An exact copy of all entries is the expected answer.

───

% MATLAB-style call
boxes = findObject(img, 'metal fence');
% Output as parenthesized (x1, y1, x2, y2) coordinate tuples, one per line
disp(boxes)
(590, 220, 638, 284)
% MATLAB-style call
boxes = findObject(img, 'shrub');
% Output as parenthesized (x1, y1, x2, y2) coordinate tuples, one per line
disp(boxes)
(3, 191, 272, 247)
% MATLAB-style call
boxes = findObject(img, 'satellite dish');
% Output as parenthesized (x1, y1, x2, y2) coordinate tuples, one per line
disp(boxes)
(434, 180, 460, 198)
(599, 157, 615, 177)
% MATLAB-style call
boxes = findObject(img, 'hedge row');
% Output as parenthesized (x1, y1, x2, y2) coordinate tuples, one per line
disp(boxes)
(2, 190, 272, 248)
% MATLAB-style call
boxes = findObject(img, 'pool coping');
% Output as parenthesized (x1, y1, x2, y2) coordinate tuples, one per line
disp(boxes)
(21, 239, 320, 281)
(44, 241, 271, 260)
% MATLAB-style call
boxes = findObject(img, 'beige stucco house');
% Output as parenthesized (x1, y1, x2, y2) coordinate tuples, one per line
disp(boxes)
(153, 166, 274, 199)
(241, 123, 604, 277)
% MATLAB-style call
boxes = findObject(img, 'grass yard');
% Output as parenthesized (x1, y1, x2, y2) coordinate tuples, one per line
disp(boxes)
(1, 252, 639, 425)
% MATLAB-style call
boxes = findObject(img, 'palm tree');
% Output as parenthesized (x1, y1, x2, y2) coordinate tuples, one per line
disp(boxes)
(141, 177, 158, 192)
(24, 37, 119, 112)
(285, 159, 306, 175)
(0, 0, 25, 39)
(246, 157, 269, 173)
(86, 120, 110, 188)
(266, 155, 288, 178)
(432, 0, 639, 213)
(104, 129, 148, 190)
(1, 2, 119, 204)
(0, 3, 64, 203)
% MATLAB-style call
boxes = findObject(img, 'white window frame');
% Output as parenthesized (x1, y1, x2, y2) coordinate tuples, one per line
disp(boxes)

───

[Completed exercise]
% MATLAB-style call
boxes = findObject(img, 'metal fence');
% Output as parenthesized (x1, y1, x2, y2) coordinate tuples, one per line
disp(boxes)
(590, 220, 638, 284)
% MATLAB-style call
boxes = findObject(img, 'shrub');
% Output as parenthesized (x1, y1, x2, y2) coordinate tuples, one per line
disp(boxes)
(3, 191, 272, 247)
% MATLAB-style call
boxes = findObject(img, 'satellite dish');
% Output as parenthesized (x1, y1, x2, y2) coordinate tuples, one per line
disp(boxes)
(434, 180, 460, 198)
(599, 157, 615, 177)
% MATLAB-style call
boxes = findObject(img, 'hedge row');
% Output as parenthesized (x1, y1, x2, y2) coordinate tuples, one per line
disp(boxes)
(2, 190, 272, 248)
% MATLAB-style call
boxes = findObject(img, 'pool coping');
% Output as parenthesized (x1, y1, x2, y2) coordinate tuples, one per line
disp(boxes)
(21, 239, 320, 281)
(44, 241, 271, 260)
% MATLAB-style call
boxes = findObject(img, 'beige stucco house');
% Output as parenthesized (x1, y1, x2, y2) coordinate tuples, one per line
disp(boxes)
(153, 166, 274, 199)
(241, 123, 604, 277)
% MATLAB-style call
boxes = findObject(img, 'grass yard');
% Output as parenthesized (x1, y1, x2, y2) coordinate tuples, one per line
disp(boxes)
(1, 252, 639, 425)
% MATLAB-style call
boxes = findObject(img, 'palm tree');
% Output as parenthesized (x1, y1, x2, y2) coordinate tuples, one per line
disp(boxes)
(141, 177, 158, 192)
(24, 37, 119, 112)
(285, 159, 306, 175)
(0, 0, 25, 39)
(246, 157, 269, 173)
(86, 120, 110, 188)
(266, 155, 288, 178)
(432, 0, 639, 213)
(104, 129, 148, 190)
(1, 2, 119, 204)
(0, 3, 64, 203)
% MATLAB-style call
boxes = findObject(img, 'white window frame');
% Output as parenthesized (x1, y1, x2, y2) coordinate tuples, one per line
disp(boxes)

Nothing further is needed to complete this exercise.